— Problem to work on —
Could the data below please be reproduced word for word, without the pictures?

[Items from a dataset]
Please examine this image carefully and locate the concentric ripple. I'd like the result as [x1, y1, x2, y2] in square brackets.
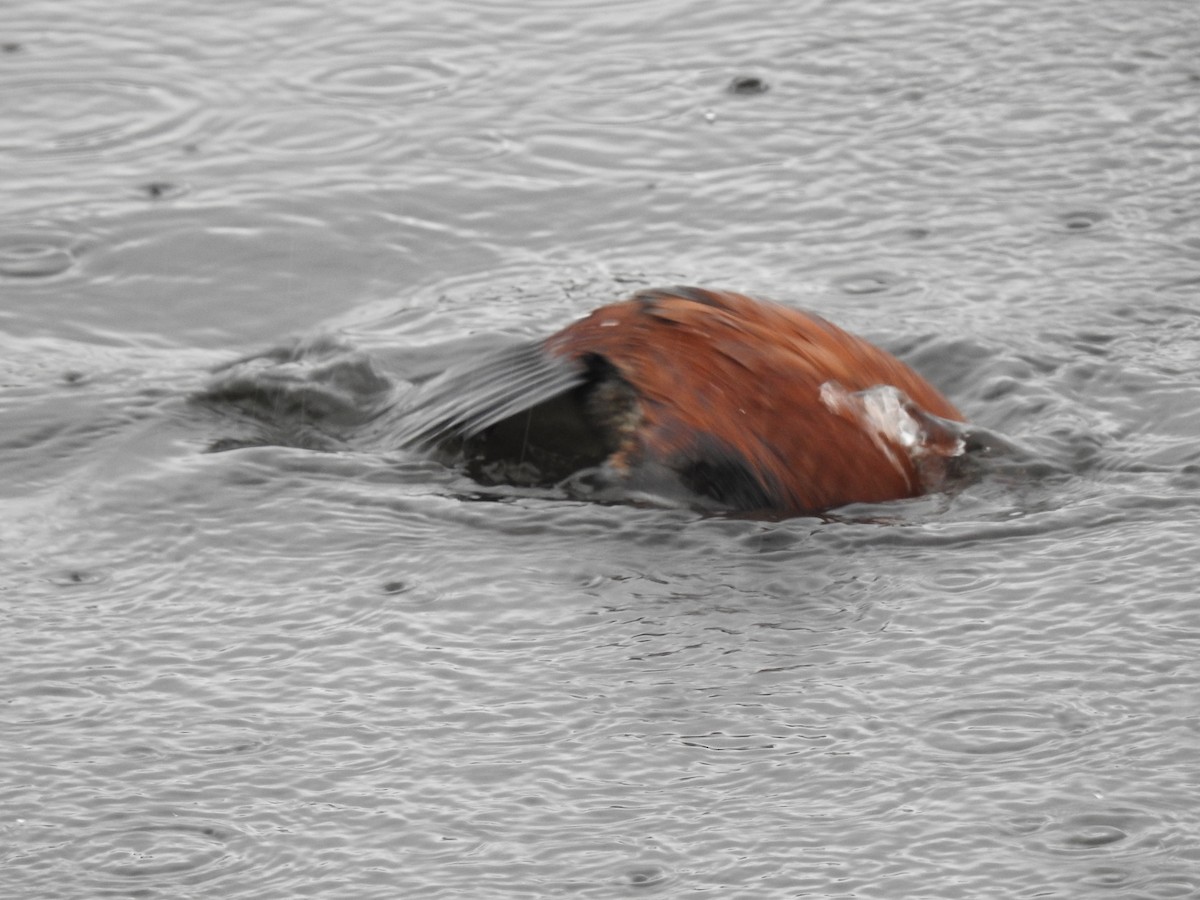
[68, 812, 258, 888]
[310, 56, 468, 102]
[918, 701, 1089, 758]
[0, 239, 76, 278]
[226, 106, 397, 160]
[0, 74, 205, 160]
[1011, 804, 1164, 861]
[0, 678, 113, 729]
[275, 31, 490, 106]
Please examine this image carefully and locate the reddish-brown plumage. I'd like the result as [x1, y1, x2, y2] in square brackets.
[403, 286, 967, 515]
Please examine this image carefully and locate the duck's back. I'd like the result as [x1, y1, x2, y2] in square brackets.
[543, 287, 964, 512]
[399, 286, 965, 515]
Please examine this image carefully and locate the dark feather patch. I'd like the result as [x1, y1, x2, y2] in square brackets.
[631, 285, 735, 315]
[673, 432, 781, 512]
[394, 340, 586, 447]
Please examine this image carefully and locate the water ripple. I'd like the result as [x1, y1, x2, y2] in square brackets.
[0, 74, 206, 161]
[0, 241, 75, 279]
[0, 679, 112, 729]
[1013, 803, 1165, 861]
[223, 106, 397, 160]
[0, 228, 89, 279]
[918, 700, 1090, 758]
[306, 55, 477, 104]
[273, 30, 491, 107]
[67, 811, 260, 889]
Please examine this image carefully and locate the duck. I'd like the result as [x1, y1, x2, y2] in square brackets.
[396, 285, 967, 515]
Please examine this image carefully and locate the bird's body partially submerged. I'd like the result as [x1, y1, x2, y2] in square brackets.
[398, 286, 967, 516]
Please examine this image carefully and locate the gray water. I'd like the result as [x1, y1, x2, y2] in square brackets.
[4, 0, 1200, 897]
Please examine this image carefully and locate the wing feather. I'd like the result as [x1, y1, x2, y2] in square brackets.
[395, 340, 586, 446]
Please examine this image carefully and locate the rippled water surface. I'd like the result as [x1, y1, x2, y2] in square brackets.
[4, 0, 1200, 897]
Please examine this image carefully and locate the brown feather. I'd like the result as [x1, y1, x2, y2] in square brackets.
[541, 287, 964, 512]
[401, 286, 966, 514]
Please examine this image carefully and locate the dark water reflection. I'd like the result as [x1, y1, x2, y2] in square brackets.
[4, 0, 1200, 897]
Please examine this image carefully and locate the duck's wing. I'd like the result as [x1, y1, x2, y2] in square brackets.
[393, 339, 587, 448]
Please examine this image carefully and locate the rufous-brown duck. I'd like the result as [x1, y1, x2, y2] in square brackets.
[398, 286, 967, 515]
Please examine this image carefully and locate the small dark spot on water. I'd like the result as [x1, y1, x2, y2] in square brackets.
[2, 41, 23, 53]
[1059, 210, 1107, 232]
[141, 180, 183, 200]
[1073, 330, 1117, 347]
[620, 865, 670, 888]
[728, 75, 769, 95]
[49, 569, 107, 587]
[62, 370, 87, 385]
[382, 580, 411, 595]
[1021, 808, 1153, 857]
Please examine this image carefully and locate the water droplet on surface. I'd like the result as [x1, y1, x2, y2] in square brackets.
[1059, 210, 1107, 232]
[140, 180, 185, 200]
[48, 569, 107, 587]
[728, 75, 769, 95]
[618, 865, 670, 888]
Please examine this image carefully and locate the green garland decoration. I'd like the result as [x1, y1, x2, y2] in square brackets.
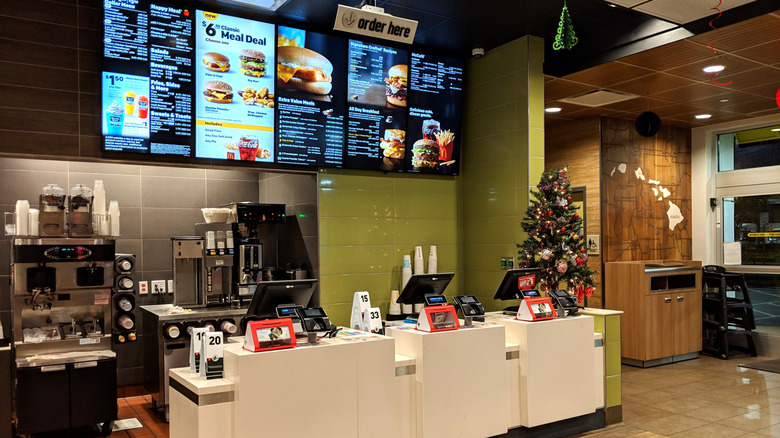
[553, 0, 578, 51]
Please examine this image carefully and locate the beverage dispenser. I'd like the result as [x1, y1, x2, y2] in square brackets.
[39, 184, 66, 237]
[67, 184, 93, 237]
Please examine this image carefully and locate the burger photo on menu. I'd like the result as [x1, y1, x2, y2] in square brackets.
[239, 49, 267, 77]
[380, 129, 405, 169]
[203, 80, 233, 103]
[276, 46, 333, 95]
[202, 52, 230, 73]
[412, 139, 439, 168]
[385, 64, 407, 107]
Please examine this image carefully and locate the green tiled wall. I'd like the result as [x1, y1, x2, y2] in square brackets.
[586, 312, 623, 410]
[462, 35, 545, 309]
[316, 35, 546, 323]
[318, 169, 460, 326]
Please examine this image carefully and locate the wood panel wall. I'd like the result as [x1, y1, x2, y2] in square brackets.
[545, 117, 603, 307]
[600, 117, 692, 264]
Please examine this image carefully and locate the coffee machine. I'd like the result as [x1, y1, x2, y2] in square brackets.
[222, 202, 286, 298]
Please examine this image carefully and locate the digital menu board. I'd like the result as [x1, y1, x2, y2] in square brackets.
[407, 52, 463, 175]
[194, 10, 275, 162]
[102, 0, 463, 175]
[275, 27, 347, 168]
[102, 1, 194, 156]
[346, 40, 408, 172]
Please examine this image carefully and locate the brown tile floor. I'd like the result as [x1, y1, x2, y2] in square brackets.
[39, 354, 780, 437]
[573, 354, 780, 438]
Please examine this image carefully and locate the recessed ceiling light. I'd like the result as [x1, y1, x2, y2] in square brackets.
[719, 99, 729, 103]
[703, 65, 725, 74]
[545, 107, 562, 113]
[608, 3, 616, 7]
[772, 128, 780, 132]
[695, 114, 712, 119]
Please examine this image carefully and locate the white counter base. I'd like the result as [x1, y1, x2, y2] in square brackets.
[388, 323, 508, 438]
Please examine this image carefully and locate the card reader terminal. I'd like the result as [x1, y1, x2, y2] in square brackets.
[547, 290, 580, 317]
[276, 304, 304, 334]
[295, 307, 334, 332]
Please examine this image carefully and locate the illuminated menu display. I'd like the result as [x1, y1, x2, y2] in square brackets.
[102, 0, 463, 175]
[194, 10, 275, 162]
[275, 27, 346, 167]
[102, 1, 194, 156]
[407, 52, 464, 175]
[346, 40, 408, 172]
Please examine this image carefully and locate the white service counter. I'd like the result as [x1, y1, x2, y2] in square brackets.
[486, 313, 598, 428]
[387, 323, 508, 438]
[169, 332, 396, 438]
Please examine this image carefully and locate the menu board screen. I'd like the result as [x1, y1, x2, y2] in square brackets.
[407, 52, 463, 175]
[275, 27, 347, 168]
[194, 10, 275, 162]
[346, 40, 408, 172]
[101, 0, 463, 175]
[102, 0, 195, 156]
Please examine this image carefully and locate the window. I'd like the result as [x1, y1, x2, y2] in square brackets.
[717, 125, 780, 172]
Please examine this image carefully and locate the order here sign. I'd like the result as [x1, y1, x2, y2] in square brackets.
[333, 5, 418, 45]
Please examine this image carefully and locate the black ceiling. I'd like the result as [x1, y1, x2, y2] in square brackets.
[206, 0, 779, 77]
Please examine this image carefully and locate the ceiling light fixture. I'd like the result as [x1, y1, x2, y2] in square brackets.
[695, 114, 712, 119]
[545, 107, 562, 113]
[772, 128, 780, 132]
[702, 65, 725, 74]
[719, 99, 729, 103]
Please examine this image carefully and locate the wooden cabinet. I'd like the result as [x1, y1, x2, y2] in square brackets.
[605, 260, 701, 367]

— Written solution —
Please examine this image carefully and locate the concentric ripple. I'd like the result as [x1, y1, x2, y2] in square brackets.
[68, 812, 258, 888]
[310, 56, 468, 102]
[918, 701, 1089, 758]
[0, 239, 76, 278]
[226, 106, 397, 160]
[0, 74, 205, 160]
[1011, 804, 1164, 861]
[0, 678, 113, 729]
[275, 31, 490, 106]
Please examine this image carefully and locate the reddish-brown plumage. I'd like the result as [x1, y1, x2, y2] in square brackets.
[403, 286, 967, 515]
Please examine this image carefully and locate the duck's back. I'd like the result as [x1, y1, x2, y2] in square brackets.
[543, 287, 964, 512]
[399, 286, 965, 515]
Please examine this image carefully and locate the dark feather patch. I'd like the result as [x1, y1, x2, y2] in square brackets.
[631, 285, 735, 315]
[673, 432, 781, 512]
[394, 340, 586, 447]
Please examine this image carefully and locate the water ripple. I'd like the result as [x1, y1, x2, y2] in square brackets.
[0, 74, 206, 161]
[0, 241, 75, 279]
[0, 679, 112, 729]
[1013, 803, 1165, 861]
[223, 106, 397, 160]
[0, 228, 89, 279]
[918, 700, 1090, 758]
[306, 55, 477, 104]
[273, 30, 491, 107]
[67, 811, 260, 889]
Please examine this image carefully and locate the duck. I'd like the result as [x1, y1, x2, y2] in square brackets.
[396, 285, 967, 515]
Please examine this image carefully and locate the bird's body partially submerged. I'd like the result as [x1, y1, x2, y2] in square brackets.
[398, 286, 967, 516]
Please examine this image carefully and locate the gray water. I'd like the result as [x1, y1, x2, y2] in square brackets.
[4, 0, 1200, 897]
Please examine this image carefully and locate the wing feather. I'd like the result as [x1, y1, x2, y2] in square brackets.
[395, 340, 586, 446]
Please examine this image carefully and locate the rippled water surface. I'd like the result as [x1, y1, x2, y2] in square brackets.
[4, 0, 1200, 897]
Please examine this image carefully and locate the brown feather. I'd like the result as [x1, y1, x2, y2] in square brackets.
[541, 287, 964, 512]
[401, 286, 966, 514]
Please examine this image carefully and locate the dark water reflection. I'd like the result as [x1, y1, x2, y2] in square brackets.
[4, 0, 1200, 897]
Please examine this image carefully and locate the duck's wing. I'd like the result as [x1, y1, x2, y2] in square brackets.
[393, 339, 587, 448]
Please examine this image carefully and locate the rufous-brown duck. I'd like the result as [x1, y1, x2, y2] in square brackets.
[398, 286, 967, 515]
Please examine this image carefully and locate the small dark spot on water. I'd like the result as [x1, y1, x2, y2] in square brackets.
[2, 41, 23, 53]
[1059, 210, 1107, 232]
[141, 180, 183, 200]
[1073, 330, 1117, 347]
[620, 865, 670, 888]
[728, 75, 769, 95]
[49, 569, 107, 587]
[62, 370, 87, 385]
[382, 580, 411, 595]
[1021, 808, 1153, 857]
Please examine this image carefully and locate the water droplet on surface. I'd like the result as [x1, y1, x2, y2] in square brackets.
[1059, 210, 1107, 232]
[140, 180, 185, 200]
[48, 569, 107, 587]
[728, 75, 769, 95]
[618, 865, 670, 888]
Please examine this image carefully and locate the green garland decoration. I'd like the result as [x1, y1, x2, y2] in square brackets.
[553, 0, 578, 51]
Please examine this image carefully and locate the beverage dispenser. I'd like the result as [x1, y1, x2, y2] in square brackets.
[39, 184, 66, 237]
[67, 184, 93, 237]
Please examine this image carefully and locate the burger photo on menu. I'd like the result as [x1, y1, x2, y2] in square brackets.
[239, 49, 267, 77]
[380, 129, 405, 169]
[203, 80, 233, 103]
[276, 46, 333, 95]
[202, 52, 230, 73]
[412, 139, 439, 168]
[385, 64, 407, 107]
Please examine this image carefully and locate the green tiled wall. I'd like the result as [x1, y1, x2, y2] in square brackets.
[586, 312, 623, 410]
[462, 35, 545, 309]
[316, 35, 546, 323]
[318, 169, 460, 326]
Please examine this image carefully and locate the wood panel wall. I'd like the result as [x1, y1, x2, y2] in square brackets.
[545, 117, 603, 307]
[600, 117, 692, 264]
Please examine this image carefully and locate the coffee machine. I'd like the result as [x1, y1, x2, y2] in square brackets.
[222, 202, 286, 298]
Please examine this image carefully and locate the digital menu board. I'd like the result as [x1, y1, x2, y2] in square brackets.
[407, 52, 463, 175]
[194, 10, 275, 162]
[102, 0, 463, 175]
[275, 27, 347, 168]
[102, 1, 194, 156]
[346, 40, 408, 172]
Please examine this image carefully and locate the brown tile floor. I'd like the result as [x1, y1, x2, y2] in square brackets.
[39, 354, 780, 437]
[573, 354, 780, 438]
Please examine this image carefully and locate the recessed ceiling light. I'd like the result as [x1, y1, x2, y2] in square brackets.
[719, 99, 729, 103]
[703, 65, 725, 74]
[545, 107, 562, 113]
[608, 3, 616, 7]
[772, 128, 780, 132]
[695, 114, 712, 119]
Please examine this image carefully and locate the white counter base. I'd like the result as [x1, y1, x2, y2] in square brackets.
[388, 323, 508, 438]
Please examine this image carefully and locate the card reader terminal. I'd like the result as [x1, y1, x2, y2] in square brackets.
[547, 290, 580, 317]
[276, 304, 304, 334]
[295, 307, 334, 332]
Please examine this image carefully and locate the illuminated menu display. I'd like the result as [x1, y1, x2, y2] in square brackets.
[102, 0, 463, 175]
[194, 10, 275, 162]
[275, 27, 346, 167]
[102, 1, 194, 156]
[407, 52, 464, 175]
[346, 40, 408, 172]
Please examine this image carefully and locate the white service counter. I'd like the result as [x1, y1, x2, y2] in square brackets.
[486, 313, 598, 428]
[387, 323, 508, 438]
[169, 332, 396, 438]
Please examine this image carefully and locate the menu board screen. I'd like the result as [x1, y1, x2, y2] in square brackets.
[407, 52, 463, 175]
[275, 27, 347, 168]
[194, 10, 275, 162]
[346, 40, 408, 172]
[101, 0, 463, 175]
[102, 0, 195, 156]
Please examine this image carefully and locate the window. I'd like the result as [x1, y1, x2, y2] in square brackets.
[717, 125, 780, 172]
Please examine this image carefully and locate the order here sign. I'd like the result as [x1, y1, x2, y2] in square brackets.
[333, 5, 418, 45]
Please examine this image carefully and locate the black ceiling. I'd like the result as [x1, y1, x2, y2] in square brackets.
[206, 0, 779, 77]
Please examine this image carefully and locate the ceiling light fixture. I'd like the result as [x1, y1, x2, y2] in square brackets.
[695, 114, 712, 119]
[545, 107, 562, 113]
[772, 128, 780, 132]
[702, 65, 725, 74]
[719, 99, 729, 103]
Please examine this image carefully and locate the wooden cabinet. I'd like the result as [x1, y1, x2, y2] in square brackets.
[605, 260, 701, 367]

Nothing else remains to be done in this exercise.